From the data that follows, print exactly the lines starting at the one containing "Target: distant blue light" and ending at the one containing "Target: white sneaker"; include both of them and nothing more.

[Image-grounded pointing data]

——

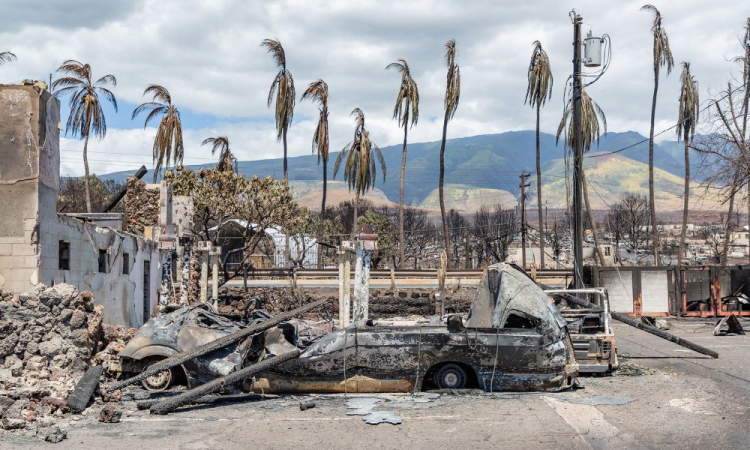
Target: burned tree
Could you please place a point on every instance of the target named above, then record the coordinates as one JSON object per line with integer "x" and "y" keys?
{"x": 253, "y": 204}
{"x": 494, "y": 230}
{"x": 634, "y": 216}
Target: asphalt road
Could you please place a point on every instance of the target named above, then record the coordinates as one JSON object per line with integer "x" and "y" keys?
{"x": 665, "y": 397}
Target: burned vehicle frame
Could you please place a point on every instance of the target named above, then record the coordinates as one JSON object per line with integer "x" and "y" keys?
{"x": 590, "y": 329}
{"x": 514, "y": 338}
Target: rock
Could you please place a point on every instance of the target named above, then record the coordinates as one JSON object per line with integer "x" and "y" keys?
{"x": 78, "y": 318}
{"x": 36, "y": 363}
{"x": 13, "y": 424}
{"x": 110, "y": 414}
{"x": 51, "y": 433}
{"x": 52, "y": 346}
{"x": 79, "y": 399}
{"x": 8, "y": 345}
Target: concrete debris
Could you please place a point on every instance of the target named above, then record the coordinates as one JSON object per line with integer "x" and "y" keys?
{"x": 661, "y": 324}
{"x": 379, "y": 417}
{"x": 594, "y": 400}
{"x": 47, "y": 339}
{"x": 363, "y": 406}
{"x": 728, "y": 325}
{"x": 51, "y": 433}
{"x": 304, "y": 406}
{"x": 84, "y": 390}
{"x": 110, "y": 414}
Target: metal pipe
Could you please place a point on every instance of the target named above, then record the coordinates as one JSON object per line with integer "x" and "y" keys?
{"x": 138, "y": 175}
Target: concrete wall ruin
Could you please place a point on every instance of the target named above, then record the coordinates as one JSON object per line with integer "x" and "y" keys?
{"x": 34, "y": 238}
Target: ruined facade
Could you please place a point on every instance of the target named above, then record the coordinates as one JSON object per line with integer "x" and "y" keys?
{"x": 40, "y": 247}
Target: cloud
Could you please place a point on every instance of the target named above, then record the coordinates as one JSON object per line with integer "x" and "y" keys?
{"x": 208, "y": 55}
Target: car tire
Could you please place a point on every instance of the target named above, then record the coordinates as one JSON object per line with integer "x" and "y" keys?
{"x": 450, "y": 376}
{"x": 159, "y": 381}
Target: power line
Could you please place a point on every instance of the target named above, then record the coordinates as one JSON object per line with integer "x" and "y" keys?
{"x": 665, "y": 130}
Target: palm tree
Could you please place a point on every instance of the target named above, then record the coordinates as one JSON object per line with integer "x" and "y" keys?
{"x": 591, "y": 117}
{"x": 168, "y": 145}
{"x": 360, "y": 168}
{"x": 687, "y": 117}
{"x": 662, "y": 58}
{"x": 318, "y": 91}
{"x": 227, "y": 161}
{"x": 86, "y": 114}
{"x": 406, "y": 112}
{"x": 452, "y": 95}
{"x": 538, "y": 92}
{"x": 283, "y": 88}
{"x": 6, "y": 57}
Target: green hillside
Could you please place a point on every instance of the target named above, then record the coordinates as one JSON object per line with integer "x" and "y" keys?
{"x": 611, "y": 176}
{"x": 482, "y": 169}
{"x": 468, "y": 198}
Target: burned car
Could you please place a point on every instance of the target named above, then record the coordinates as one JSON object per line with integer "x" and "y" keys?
{"x": 514, "y": 338}
{"x": 590, "y": 329}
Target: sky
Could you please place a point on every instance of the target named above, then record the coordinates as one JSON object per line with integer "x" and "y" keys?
{"x": 208, "y": 55}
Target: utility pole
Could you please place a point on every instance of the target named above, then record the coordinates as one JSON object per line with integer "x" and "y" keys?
{"x": 577, "y": 157}
{"x": 523, "y": 187}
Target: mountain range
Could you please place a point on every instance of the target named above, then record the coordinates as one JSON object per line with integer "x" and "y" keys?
{"x": 485, "y": 169}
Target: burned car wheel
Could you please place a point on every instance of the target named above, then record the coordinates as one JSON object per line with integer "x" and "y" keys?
{"x": 450, "y": 376}
{"x": 159, "y": 381}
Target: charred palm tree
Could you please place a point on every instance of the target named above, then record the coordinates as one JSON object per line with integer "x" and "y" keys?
{"x": 86, "y": 116}
{"x": 591, "y": 118}
{"x": 6, "y": 57}
{"x": 662, "y": 58}
{"x": 318, "y": 91}
{"x": 452, "y": 95}
{"x": 282, "y": 89}
{"x": 361, "y": 158}
{"x": 168, "y": 145}
{"x": 538, "y": 92}
{"x": 687, "y": 117}
{"x": 406, "y": 112}
{"x": 227, "y": 161}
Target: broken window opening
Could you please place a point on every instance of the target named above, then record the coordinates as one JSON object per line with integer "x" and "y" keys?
{"x": 518, "y": 321}
{"x": 102, "y": 261}
{"x": 63, "y": 256}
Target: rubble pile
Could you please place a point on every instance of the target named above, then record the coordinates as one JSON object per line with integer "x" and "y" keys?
{"x": 47, "y": 340}
{"x": 113, "y": 339}
{"x": 141, "y": 207}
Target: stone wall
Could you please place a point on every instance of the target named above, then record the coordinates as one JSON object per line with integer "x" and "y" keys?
{"x": 141, "y": 206}
{"x": 383, "y": 303}
{"x": 29, "y": 178}
{"x": 121, "y": 292}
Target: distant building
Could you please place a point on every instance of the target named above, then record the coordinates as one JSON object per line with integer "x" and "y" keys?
{"x": 270, "y": 252}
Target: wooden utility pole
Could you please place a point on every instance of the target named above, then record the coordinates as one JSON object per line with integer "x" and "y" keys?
{"x": 577, "y": 157}
{"x": 523, "y": 187}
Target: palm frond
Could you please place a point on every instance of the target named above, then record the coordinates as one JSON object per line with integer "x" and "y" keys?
{"x": 453, "y": 82}
{"x": 6, "y": 57}
{"x": 540, "y": 79}
{"x": 593, "y": 121}
{"x": 662, "y": 53}
{"x": 689, "y": 104}
{"x": 406, "y": 110}
{"x": 86, "y": 117}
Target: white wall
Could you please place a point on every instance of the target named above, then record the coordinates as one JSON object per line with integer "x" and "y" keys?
{"x": 122, "y": 295}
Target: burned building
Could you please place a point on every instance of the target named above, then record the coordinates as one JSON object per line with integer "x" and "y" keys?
{"x": 38, "y": 246}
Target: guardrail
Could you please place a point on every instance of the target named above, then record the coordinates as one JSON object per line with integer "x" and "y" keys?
{"x": 402, "y": 273}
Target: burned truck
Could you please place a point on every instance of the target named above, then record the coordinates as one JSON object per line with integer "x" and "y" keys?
{"x": 513, "y": 338}
{"x": 590, "y": 328}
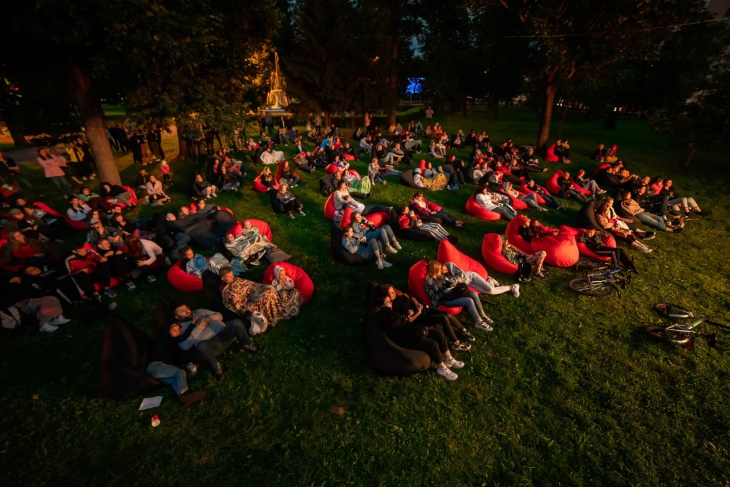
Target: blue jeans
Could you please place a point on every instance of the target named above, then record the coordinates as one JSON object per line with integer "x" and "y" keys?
{"x": 471, "y": 303}
{"x": 384, "y": 234}
{"x": 167, "y": 374}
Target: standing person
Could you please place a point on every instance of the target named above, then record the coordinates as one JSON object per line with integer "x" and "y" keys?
{"x": 53, "y": 171}
{"x": 429, "y": 116}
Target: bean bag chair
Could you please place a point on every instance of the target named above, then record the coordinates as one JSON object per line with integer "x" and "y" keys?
{"x": 263, "y": 227}
{"x": 550, "y": 154}
{"x": 524, "y": 189}
{"x": 260, "y": 188}
{"x": 385, "y": 357}
{"x": 302, "y": 282}
{"x": 561, "y": 249}
{"x": 340, "y": 253}
{"x": 183, "y": 281}
{"x": 417, "y": 286}
{"x": 600, "y": 168}
{"x": 492, "y": 254}
{"x": 124, "y": 360}
{"x": 473, "y": 208}
{"x": 329, "y": 207}
{"x": 514, "y": 238}
{"x": 448, "y": 253}
{"x": 76, "y": 225}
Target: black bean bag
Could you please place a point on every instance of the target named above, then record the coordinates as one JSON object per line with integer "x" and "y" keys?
{"x": 124, "y": 360}
{"x": 341, "y": 254}
{"x": 382, "y": 354}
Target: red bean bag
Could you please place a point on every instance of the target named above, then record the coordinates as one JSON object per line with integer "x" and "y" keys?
{"x": 302, "y": 282}
{"x": 183, "y": 281}
{"x": 473, "y": 208}
{"x": 524, "y": 189}
{"x": 550, "y": 154}
{"x": 263, "y": 227}
{"x": 492, "y": 254}
{"x": 448, "y": 253}
{"x": 260, "y": 188}
{"x": 514, "y": 237}
{"x": 329, "y": 207}
{"x": 600, "y": 168}
{"x": 77, "y": 225}
{"x": 278, "y": 172}
{"x": 561, "y": 249}
{"x": 417, "y": 286}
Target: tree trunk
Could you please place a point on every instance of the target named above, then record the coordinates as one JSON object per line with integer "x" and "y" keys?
{"x": 92, "y": 118}
{"x": 551, "y": 87}
{"x": 562, "y": 120}
{"x": 182, "y": 154}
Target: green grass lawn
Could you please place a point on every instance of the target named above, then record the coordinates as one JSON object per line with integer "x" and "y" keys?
{"x": 566, "y": 390}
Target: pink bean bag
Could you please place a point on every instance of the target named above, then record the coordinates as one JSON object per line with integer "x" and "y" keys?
{"x": 183, "y": 281}
{"x": 550, "y": 154}
{"x": 329, "y": 207}
{"x": 473, "y": 208}
{"x": 302, "y": 282}
{"x": 448, "y": 253}
{"x": 77, "y": 225}
{"x": 561, "y": 249}
{"x": 492, "y": 254}
{"x": 524, "y": 189}
{"x": 417, "y": 286}
{"x": 263, "y": 227}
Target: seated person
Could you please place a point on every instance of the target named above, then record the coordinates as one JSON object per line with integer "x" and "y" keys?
{"x": 428, "y": 210}
{"x": 409, "y": 219}
{"x": 164, "y": 358}
{"x": 487, "y": 286}
{"x": 155, "y": 194}
{"x": 497, "y": 203}
{"x": 364, "y": 247}
{"x": 593, "y": 240}
{"x": 88, "y": 267}
{"x": 77, "y": 211}
{"x": 365, "y": 230}
{"x": 243, "y": 297}
{"x": 401, "y": 329}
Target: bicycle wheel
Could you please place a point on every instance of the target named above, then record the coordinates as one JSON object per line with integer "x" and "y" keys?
{"x": 582, "y": 285}
{"x": 660, "y": 334}
{"x": 672, "y": 311}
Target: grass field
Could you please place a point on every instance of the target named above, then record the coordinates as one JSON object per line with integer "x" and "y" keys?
{"x": 567, "y": 390}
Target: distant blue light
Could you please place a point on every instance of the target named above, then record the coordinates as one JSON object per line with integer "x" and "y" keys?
{"x": 414, "y": 86}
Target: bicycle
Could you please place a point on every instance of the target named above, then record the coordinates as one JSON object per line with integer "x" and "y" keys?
{"x": 599, "y": 284}
{"x": 681, "y": 332}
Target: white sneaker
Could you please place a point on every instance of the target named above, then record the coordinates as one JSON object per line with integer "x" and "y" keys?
{"x": 453, "y": 363}
{"x": 48, "y": 328}
{"x": 446, "y": 373}
{"x": 483, "y": 326}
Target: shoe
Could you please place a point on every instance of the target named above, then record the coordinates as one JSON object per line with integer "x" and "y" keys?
{"x": 483, "y": 326}
{"x": 446, "y": 373}
{"x": 461, "y": 347}
{"x": 48, "y": 328}
{"x": 59, "y": 320}
{"x": 191, "y": 397}
{"x": 454, "y": 364}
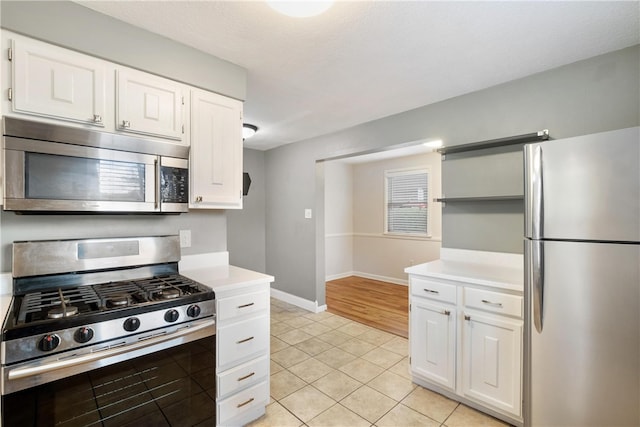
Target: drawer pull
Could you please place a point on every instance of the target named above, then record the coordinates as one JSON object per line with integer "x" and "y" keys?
{"x": 240, "y": 405}
{"x": 244, "y": 340}
{"x": 246, "y": 376}
{"x": 497, "y": 304}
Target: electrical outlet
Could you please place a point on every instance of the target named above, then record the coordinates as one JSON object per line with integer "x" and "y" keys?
{"x": 185, "y": 238}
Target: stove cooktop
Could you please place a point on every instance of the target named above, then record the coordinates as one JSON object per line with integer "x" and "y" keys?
{"x": 52, "y": 309}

——

Result of the task:
Target: distant blue light
Could you please place a point on every instance of the target named above, then record the coordinates as one JSON object per line with integer "x" and "y" keys?
{"x": 414, "y": 86}
Target: bicycle
Could you please place a point on every instance of the target named above, then record the coordinates as one JSON object per line with integer "x" and "y" keys?
{"x": 599, "y": 284}
{"x": 681, "y": 332}
Target: white sneaker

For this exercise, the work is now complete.